Exercise task: Put the lines of the material below into a Markdown table with the columns Row and Line, starting at the line containing "of the smiling" and continuing through the end of the material, inclusive. Number each row and leave out blank lines.

[Stored entries]

---

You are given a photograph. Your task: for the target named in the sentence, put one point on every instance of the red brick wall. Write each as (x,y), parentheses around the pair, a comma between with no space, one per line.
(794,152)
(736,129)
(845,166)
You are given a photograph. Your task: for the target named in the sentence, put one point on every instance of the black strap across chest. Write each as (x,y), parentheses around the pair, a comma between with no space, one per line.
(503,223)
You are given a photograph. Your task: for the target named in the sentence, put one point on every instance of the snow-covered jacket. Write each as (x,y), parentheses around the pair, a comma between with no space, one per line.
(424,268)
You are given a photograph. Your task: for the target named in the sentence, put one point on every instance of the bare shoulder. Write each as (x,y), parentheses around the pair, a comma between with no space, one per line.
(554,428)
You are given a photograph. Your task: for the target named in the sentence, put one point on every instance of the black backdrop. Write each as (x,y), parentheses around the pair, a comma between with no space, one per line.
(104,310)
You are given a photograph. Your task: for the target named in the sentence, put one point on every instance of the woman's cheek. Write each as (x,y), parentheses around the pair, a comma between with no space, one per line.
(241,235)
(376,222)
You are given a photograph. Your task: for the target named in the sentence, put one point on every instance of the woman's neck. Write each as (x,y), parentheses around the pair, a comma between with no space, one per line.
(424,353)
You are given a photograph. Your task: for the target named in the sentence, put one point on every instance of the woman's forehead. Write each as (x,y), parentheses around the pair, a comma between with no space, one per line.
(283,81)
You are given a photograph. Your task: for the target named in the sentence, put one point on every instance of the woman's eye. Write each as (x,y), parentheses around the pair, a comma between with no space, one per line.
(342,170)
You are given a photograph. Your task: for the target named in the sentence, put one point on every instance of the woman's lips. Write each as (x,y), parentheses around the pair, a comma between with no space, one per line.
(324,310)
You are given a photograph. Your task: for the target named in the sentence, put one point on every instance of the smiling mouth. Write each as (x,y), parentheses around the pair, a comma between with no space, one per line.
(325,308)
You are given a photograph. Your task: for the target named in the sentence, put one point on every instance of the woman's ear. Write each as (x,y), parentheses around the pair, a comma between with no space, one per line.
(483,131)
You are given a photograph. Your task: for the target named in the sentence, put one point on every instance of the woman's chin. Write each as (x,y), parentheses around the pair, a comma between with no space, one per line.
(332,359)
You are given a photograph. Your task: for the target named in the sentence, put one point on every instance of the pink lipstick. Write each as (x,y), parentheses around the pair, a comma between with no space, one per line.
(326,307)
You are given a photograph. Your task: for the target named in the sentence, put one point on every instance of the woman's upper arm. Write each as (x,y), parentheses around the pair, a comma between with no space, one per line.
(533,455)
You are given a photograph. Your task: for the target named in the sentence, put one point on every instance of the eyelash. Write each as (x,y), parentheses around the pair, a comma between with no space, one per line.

---

Solution for this task:
| Row | Line |
|---|---|
| 1 | You are given a photograph. Your task: for the target named in the sentence, put one point on every instance of the smiling mouth. Write each as (x,y), parentheses around the pair, a comma between with no space, one per line. |
| 2 | (325,308) |
| 3 | You are given a photograph. Your task: for the target named in the sentence, put one point on every instance of the woman's ear. Write each as (x,y), parentheses around the pair, a comma between with no space, one per line. |
| 4 | (483,131) |
| 5 | You are given a photograph. Your task: for the target named in the sentence, put one point on every instance of the woman's chin. Write each as (x,y), parentheses around the pair, a comma between with no space, one per line. |
| 6 | (332,359) |
| 7 | You are given a photograph. Your task: for the target named in the sentence, put one point on every instance of the pink lipstick. Write each as (x,y), parentheses around the pair, a comma between with no space, one per line. |
| 8 | (326,307) |
| 9 | You are given a photograph. Your task: for the target named in the sentence, put one point on every instance of the woman's upper arm. Write each as (x,y), parentheses around the pair, a comma between with no space, one per line. |
| 10 | (533,455) |
| 11 | You are given a photograph. Your task: for the target named in the sentence, put one point on every instance of the eyelash. Write each as (x,y), parentheses around the pair, a comma between with no space, one per line. |